--- INSTRUCTIONS TO FOLLOW ---
Gather every line in the listing below that contains the word "Target".

[Annotated coordinate listing]
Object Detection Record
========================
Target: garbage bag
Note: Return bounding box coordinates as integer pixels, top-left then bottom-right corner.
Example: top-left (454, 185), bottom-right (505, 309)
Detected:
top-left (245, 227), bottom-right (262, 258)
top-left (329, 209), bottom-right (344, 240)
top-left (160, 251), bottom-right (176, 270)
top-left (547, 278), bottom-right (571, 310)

==

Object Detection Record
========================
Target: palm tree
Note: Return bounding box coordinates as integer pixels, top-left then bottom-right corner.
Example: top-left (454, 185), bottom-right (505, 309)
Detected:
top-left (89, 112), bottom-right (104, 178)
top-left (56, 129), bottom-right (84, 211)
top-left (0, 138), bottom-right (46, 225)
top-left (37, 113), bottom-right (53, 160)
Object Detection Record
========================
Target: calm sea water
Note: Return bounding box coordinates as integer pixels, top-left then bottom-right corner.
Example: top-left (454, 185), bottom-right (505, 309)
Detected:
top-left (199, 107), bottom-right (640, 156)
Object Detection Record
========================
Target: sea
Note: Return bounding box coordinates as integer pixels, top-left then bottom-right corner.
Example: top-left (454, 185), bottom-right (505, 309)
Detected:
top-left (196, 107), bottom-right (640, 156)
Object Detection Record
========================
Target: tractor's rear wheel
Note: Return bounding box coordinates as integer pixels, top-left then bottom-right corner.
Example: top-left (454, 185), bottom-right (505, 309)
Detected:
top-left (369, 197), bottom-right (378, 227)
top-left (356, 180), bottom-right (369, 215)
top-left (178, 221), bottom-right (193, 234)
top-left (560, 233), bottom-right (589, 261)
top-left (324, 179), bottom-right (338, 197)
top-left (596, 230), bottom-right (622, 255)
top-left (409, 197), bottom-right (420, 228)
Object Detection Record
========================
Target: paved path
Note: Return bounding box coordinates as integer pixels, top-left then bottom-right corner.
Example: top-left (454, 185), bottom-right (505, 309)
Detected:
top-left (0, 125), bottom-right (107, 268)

...

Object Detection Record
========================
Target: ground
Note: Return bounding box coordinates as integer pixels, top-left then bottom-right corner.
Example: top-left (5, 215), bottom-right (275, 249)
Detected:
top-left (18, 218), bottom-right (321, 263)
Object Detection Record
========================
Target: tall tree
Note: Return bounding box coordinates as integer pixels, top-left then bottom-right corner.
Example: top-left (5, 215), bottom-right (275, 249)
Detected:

--- EXPECTED ANSWER ---
Target: garbage bag
Target: palm tree
Target: calm sea water
Target: sea
Target: tractor's rear wheel
Target: paved path
Target: ground
Target: tall tree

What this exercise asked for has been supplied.